### Travail demandé:
(1) Reproduisez, dans l'extrait sur Shlomo Sand, le passage qui commence par « L’historien israélien se » et se poursuit jusqu'à « que l’on parle yiddish). ».
(2) Répondez à ces questions d'après l'extrait sur Shlomo Sand :
(a) Par combien de chocs successifs le peuple yiddish a-t-il été détruit ?
(b) Au nom de quels droits la France revendiquait-elle l'Alsace-Lorraine ?
(c) En combien de temps la loi du retour permet-elle à un juif d'acquérir la citoyenneté israélienne ?

### Page:

-=-=-=-=-

L’historien israélien se défend ensuite contre l’accusation d’approche « méca­nique » (6). Il rap­pelle qu’en effet un peuple yiddish avait bien com­mencé à se constituer avec sa propre culture, sa langue, son théâtre, sa lit­té­rature, jusqu’au moment où il a été détruit par 4 chocs suc­cessifs : 1) les pogroms, 2) la révo­lution bol­che­vique, 3) le nazisme, 4) le sio­nisme (qui inter­disait que l’on parle yiddish).

 

Parlant du sio­nisme, il ajoute que ce dernier a créé deux peuples : un peuple israélien, et un peuple pales­tinien, ajoutant pour illustrer son propos, qu’il n’y a pas de théâtre, de cinéma, de lit­té­rature juifs, mais qu’il y a bien un théâtre, un cinéma, une lit­té­rature israé­liens. Il a bien une israélité et un droit des Israé­liens à l’existence comme peuple, mais il n’y a pas, reprend-il, de droits his­to­riques des juifs du monde sur cette terre. Il n’y a pas non plus de droits his­to­riques, à cause du dia­lecte chrétien, au bout de 200 ans, des Serbes au Kosovo, ou des Indiens sur Man­hattan où ils avaient des tribus. Les droits his­to­riques sur une terre, fait-il encore remarquer, sont souvent le fait de gou­ver­ne­ments de droite ou d’extrême droite, pour preuve, l’Alsace-Lorraine que la France reven­di­quait au nom de droits démo­cra­tiques, quand les Alle­mands le fai­saient au nom de droits historiques.

 

Shlomo Sand pousse alors son argu­men­taire pour constituer Alain Finl­kraut lui-même en menace contre Israël : « Ceux qui mettent en question l’existence d’un peuple israélien, le Hamas, cer­tains gau­chistes, Alain Fin­kiel­kraut, ou Maurice Kriegel, mettent en question l’existence et le droit à l’autodétermination des Israé­liens. Comme le fait par exemple, la loi du retour, auto­risant tout juif du monde à acquérir à sa des­cente d’avion une citoyenneté israé­lienne en 24 heures. Mes étudiants arabes-israéliens, ajoute l’auteur, ont le doit de vote, mais on leur dit que l’État est juif, pas une répu­blique de tous les citoyens. Ils me demandent pourquoi le répu­blicain français Alain Fin­kiel­kraut pense qu’Israël lui appar­tient parce qu’il est né d’une mère juive ».

-=-=-=-=-

### Données affichées:

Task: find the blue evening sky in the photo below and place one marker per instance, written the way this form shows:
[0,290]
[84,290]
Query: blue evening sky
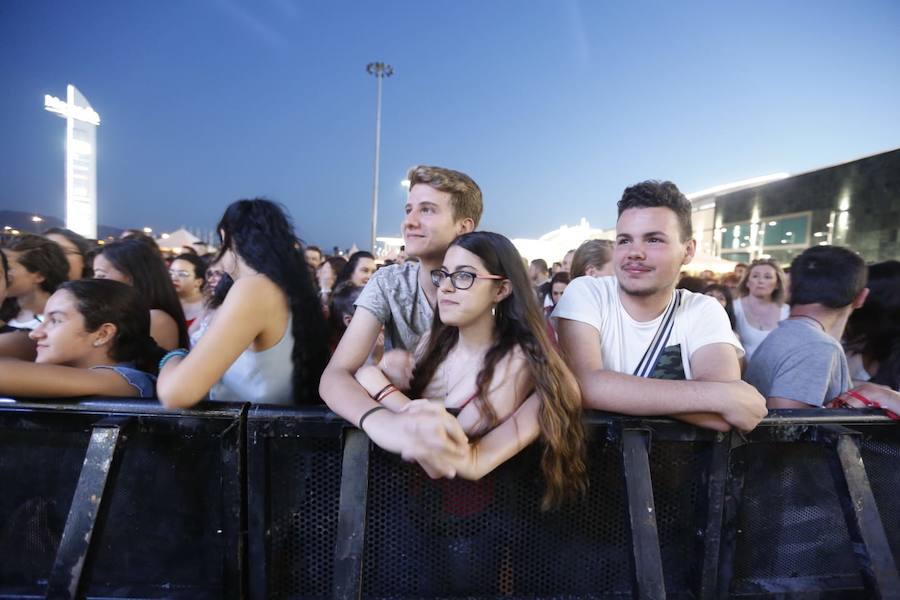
[553,107]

-=-=-=-=-

### Réponses par tâche:
(1)
L’historien israélien se défend ensuite contre l’accusation d’approche « méca­nique » (6). Il rap­pelle qu’en effet un peuple yiddish avait bien com­mencé à se constituer avec sa propre culture, sa langue, son théâtre, sa lit­té­rature, jusqu’au moment où il a été détruit par 4 chocs suc­cessifs : 1) les pogroms, 2) la révo­lution bol­che­vique, 3) le nazisme, 4) le sio­nisme (qui inter­disait que l’on parle yiddish).

(2)
(a) Par quatre chocs successifs.
(b) Au nom de droits démocratiques.
(c) En 24 heures.